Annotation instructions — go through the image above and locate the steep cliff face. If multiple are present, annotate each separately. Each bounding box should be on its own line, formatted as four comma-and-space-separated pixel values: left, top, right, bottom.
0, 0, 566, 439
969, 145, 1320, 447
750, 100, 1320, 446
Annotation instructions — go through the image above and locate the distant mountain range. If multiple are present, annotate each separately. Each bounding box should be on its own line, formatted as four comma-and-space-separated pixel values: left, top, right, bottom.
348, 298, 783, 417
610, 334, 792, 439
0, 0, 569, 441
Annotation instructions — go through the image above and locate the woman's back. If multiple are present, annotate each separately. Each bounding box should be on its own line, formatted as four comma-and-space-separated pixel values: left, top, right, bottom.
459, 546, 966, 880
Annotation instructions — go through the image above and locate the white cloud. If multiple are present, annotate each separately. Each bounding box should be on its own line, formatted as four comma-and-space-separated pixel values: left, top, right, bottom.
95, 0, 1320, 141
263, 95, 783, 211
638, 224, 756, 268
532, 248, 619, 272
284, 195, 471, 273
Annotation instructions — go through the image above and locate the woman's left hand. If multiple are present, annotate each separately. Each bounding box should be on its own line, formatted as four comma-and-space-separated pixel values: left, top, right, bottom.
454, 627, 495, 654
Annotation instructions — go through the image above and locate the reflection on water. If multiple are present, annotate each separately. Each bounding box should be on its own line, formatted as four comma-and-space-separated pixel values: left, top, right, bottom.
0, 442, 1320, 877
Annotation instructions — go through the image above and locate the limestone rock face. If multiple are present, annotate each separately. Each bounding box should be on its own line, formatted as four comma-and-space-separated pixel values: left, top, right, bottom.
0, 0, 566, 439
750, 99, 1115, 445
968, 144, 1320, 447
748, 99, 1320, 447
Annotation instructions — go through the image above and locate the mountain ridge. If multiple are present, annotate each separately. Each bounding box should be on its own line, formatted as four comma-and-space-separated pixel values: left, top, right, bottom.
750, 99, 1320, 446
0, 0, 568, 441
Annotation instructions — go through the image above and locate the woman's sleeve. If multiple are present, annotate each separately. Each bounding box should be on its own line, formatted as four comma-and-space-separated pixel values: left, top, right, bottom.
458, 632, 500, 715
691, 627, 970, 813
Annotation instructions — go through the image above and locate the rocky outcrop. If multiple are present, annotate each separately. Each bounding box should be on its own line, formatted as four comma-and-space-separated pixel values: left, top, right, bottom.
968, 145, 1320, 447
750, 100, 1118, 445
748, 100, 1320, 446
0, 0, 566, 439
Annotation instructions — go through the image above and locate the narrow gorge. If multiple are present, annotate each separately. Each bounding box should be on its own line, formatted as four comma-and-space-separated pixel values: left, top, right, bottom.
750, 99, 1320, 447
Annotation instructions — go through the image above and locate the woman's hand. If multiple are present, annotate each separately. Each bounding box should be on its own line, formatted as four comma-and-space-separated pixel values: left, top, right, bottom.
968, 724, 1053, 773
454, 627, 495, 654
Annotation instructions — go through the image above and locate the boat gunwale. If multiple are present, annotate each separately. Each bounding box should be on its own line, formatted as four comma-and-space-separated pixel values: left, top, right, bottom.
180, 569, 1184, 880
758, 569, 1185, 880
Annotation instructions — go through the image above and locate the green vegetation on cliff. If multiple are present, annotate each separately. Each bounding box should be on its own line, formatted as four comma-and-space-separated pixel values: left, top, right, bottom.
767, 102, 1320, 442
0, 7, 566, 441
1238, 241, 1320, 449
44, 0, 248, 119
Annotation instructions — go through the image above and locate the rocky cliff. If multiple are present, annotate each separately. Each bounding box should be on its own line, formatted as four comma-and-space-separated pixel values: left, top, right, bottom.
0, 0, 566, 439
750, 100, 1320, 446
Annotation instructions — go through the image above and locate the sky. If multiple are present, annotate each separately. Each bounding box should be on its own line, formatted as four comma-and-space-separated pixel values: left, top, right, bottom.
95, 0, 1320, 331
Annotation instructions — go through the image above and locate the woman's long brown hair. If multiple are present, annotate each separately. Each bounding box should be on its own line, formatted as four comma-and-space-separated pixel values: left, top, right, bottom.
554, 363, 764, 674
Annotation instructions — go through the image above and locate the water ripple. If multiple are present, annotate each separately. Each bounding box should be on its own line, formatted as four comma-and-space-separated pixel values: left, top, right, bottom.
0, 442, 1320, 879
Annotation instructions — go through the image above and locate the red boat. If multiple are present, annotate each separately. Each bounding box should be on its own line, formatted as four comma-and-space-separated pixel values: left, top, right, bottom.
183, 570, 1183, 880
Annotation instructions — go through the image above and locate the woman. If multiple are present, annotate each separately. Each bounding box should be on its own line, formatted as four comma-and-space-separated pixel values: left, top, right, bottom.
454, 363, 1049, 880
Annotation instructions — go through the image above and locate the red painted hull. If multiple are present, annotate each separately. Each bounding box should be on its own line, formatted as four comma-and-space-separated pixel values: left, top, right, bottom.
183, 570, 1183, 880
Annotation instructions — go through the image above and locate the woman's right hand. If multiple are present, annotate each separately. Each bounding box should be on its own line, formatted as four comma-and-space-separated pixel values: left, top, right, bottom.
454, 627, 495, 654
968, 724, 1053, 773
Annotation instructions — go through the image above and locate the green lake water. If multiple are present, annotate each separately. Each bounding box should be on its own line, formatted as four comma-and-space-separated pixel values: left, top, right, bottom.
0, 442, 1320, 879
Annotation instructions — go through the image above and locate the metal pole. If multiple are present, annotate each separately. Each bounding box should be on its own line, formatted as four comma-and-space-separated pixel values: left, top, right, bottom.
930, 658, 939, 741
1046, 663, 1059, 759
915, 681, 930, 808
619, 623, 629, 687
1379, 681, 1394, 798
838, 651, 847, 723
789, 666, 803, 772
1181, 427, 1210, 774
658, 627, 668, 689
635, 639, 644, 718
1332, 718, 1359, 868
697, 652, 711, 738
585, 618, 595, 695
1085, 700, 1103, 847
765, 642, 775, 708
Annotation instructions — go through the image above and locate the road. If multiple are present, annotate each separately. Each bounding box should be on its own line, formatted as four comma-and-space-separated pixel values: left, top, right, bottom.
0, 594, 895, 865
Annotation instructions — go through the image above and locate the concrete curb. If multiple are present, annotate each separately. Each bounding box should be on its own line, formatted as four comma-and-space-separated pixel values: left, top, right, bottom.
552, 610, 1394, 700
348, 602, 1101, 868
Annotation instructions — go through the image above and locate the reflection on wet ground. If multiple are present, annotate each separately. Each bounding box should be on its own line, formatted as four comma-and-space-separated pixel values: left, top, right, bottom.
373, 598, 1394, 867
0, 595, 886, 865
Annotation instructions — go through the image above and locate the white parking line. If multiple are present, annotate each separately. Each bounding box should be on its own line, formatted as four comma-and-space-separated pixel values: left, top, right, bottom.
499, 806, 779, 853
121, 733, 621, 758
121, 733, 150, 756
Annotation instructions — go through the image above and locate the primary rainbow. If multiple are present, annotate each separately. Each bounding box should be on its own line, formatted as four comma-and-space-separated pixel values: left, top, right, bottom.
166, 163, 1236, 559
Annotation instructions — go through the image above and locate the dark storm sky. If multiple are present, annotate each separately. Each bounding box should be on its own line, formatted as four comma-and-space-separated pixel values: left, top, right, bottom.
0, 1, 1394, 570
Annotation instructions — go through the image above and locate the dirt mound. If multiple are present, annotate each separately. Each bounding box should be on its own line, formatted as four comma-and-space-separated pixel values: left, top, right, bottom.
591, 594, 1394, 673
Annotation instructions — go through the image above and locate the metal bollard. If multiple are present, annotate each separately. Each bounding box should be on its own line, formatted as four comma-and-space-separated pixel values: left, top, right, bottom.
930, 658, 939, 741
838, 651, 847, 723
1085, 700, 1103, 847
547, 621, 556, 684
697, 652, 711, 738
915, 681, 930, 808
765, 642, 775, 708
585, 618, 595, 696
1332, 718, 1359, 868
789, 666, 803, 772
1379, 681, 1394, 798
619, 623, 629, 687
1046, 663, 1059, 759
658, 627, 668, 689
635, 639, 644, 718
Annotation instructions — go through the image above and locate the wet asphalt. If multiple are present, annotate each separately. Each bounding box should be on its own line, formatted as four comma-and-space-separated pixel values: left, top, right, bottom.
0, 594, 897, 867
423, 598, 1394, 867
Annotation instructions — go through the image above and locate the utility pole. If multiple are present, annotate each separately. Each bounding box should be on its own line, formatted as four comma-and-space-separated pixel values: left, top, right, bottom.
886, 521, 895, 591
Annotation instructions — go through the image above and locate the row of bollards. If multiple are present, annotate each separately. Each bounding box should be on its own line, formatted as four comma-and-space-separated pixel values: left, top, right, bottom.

*Problem*
Rewrite the part of the material that opens with the line containing "the white parking" and closes with the line containing "591, 594, 1394, 673", changing every "Annotation instructions" to "Labeling instructions". Leave everything else in those lines unchanged.

*Answer to the exercise*
Labeling instructions — go through the image above and locate the white parking line. If multiple are present, annotate each separately. Each bounding box should be on its own line, formatted as four comma-and-space-separated pixel values: left, top, right, bottom.
499, 806, 779, 853
121, 733, 621, 758
121, 733, 150, 756
Labeling instructions — go through the image above and locate the primary rainbow. If multiple are present, annotate each separately. Each bounding box should be on its own line, formatted as four comma-and-space-separated pixel values: left, top, right, bottom.
166, 163, 1236, 559
Labeling instructions — go through the image above and locate the dark storm sky. If multiple are present, annotate each separately. Each bounding box should be on its own line, formatted as four comma-and-space-separated pixel values: left, top, right, bottom.
0, 1, 1394, 570
Labeling instructions — go through the image above and locate the dirt mound. If multiple are present, annotate each separately. Each bounding box should be on its own line, formatted as four comma-and-space-separated pixel values: left, top, right, bottom.
591, 594, 1394, 673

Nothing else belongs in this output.